RICHIESTA SCRITTA 1
Secondo il brano sulla scuola pubblica, che cosa emoziona nella scuola?
RICHIESTA SCRITTA 2
Prosegui il brano sulla scuola pubblica a partire dalla sua ultima frase.

BRANO DA LEGGERE
=======
VALORE.  Possiamo portare valore attraverso l’utilizzo di metodi inclusivi che consentano ragionamento e ideazione in piena libertà. Agire e apprendere per step graduali per approssimazione, lasciando lo studente autonomo nell’apprendimento ma anche nella ricerca. Questo è quello che ci emoziona nella scuola. La scoperta e la voglia ritrovata di sapere e conoscenza. Ogni domanda, ogni perché posto da una ragazza deve essere per noi stimolo di prosecuzione e spina al fianco di chi vuole la scuola pubblica morta e non fucina dell’eccellenza!
=======
DATI FORNITI
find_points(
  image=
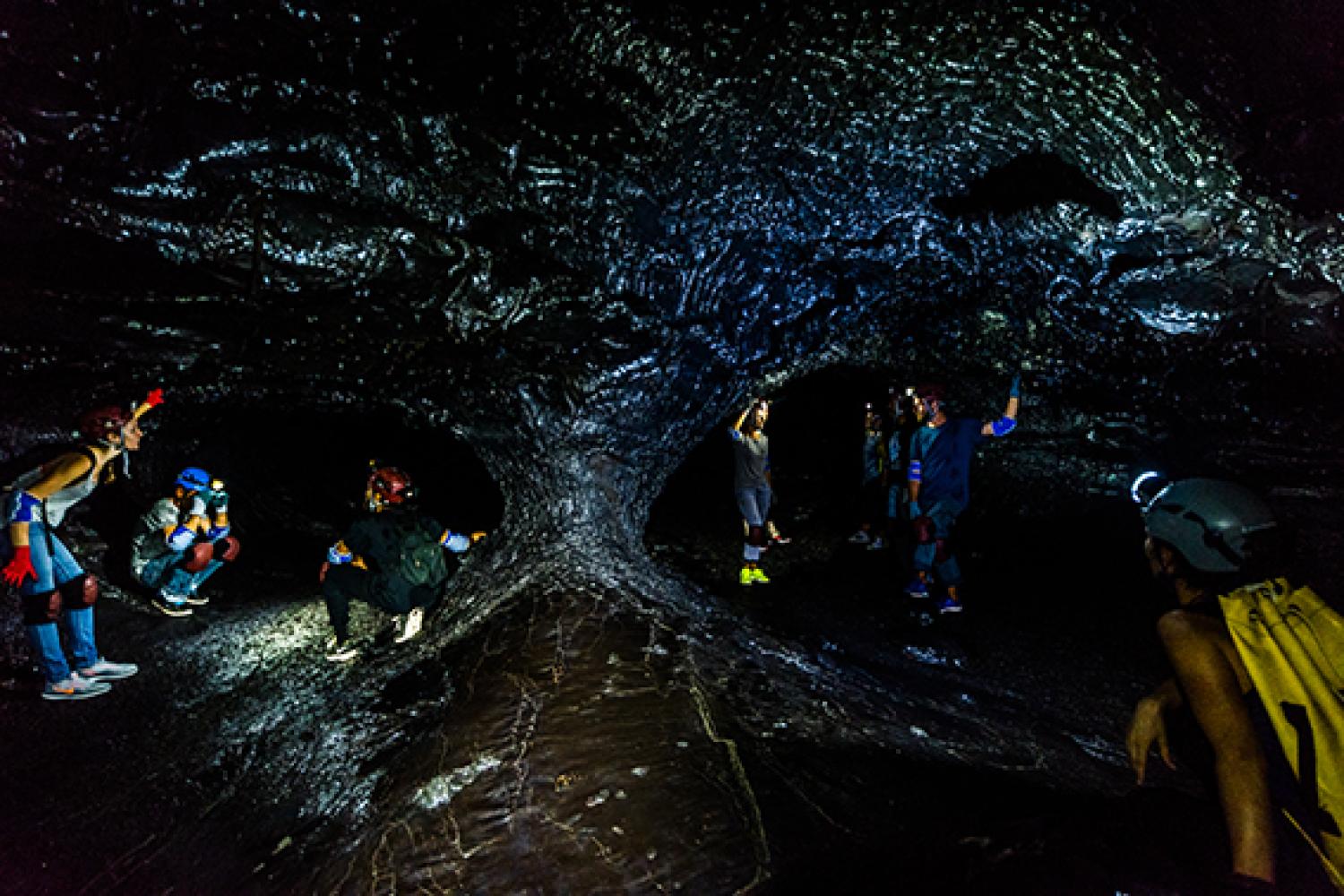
=======
RISPOSTA AL COMPITO 1
La scoperta e la voglia ritrovata di sapere e conoscenza.

RISPOSTA AL COMPITO 2
EMPATIA. L’approccio, il modo con cui ci inseriamo in contesti scolastici è spesso destrutturato. Non è frontale ma orizzontale. Non è diretto ma maieutico. Questo consente la costruzione di una fiducia reciproca basata su un approccio capacitante. Implicito è il fatto che a noi non interessa che docente o studenti siano preparati, abbiano un buon rendimento scolastico o eccellano in qualche disciplina. A noi basta che facciano parte di una squadra e che tutti partecipino al “gioco”. Per questo li dividiamo in piccoli gruppi eterogenei (4/5 al massimo). In gruppi più numerosi c’è dispersione di energie e di tempo. A WeMake abbiamo sempre deciso di muoverci per challenge, perché favorisce la discussione e mette subito tutti sullo stesso piano. Immedesimazione, lettura del bisogno, problem solving diventano elementi imprenscindibili dallo sviluppo del progetto digitale. L’empatia e la fiducia reciproca sono alla base di tutti i processi di collaborative learning e di ricerca. Non stiamo insegnando cioè solo a tirare la lima, come pensano alcuni e nemmeno a creare qualcosa che non serve. La responsabilità che ragazze e ragazzi hanno nei confronti dei progetti che portiamo a scuola e’, a dir poco, esemplare.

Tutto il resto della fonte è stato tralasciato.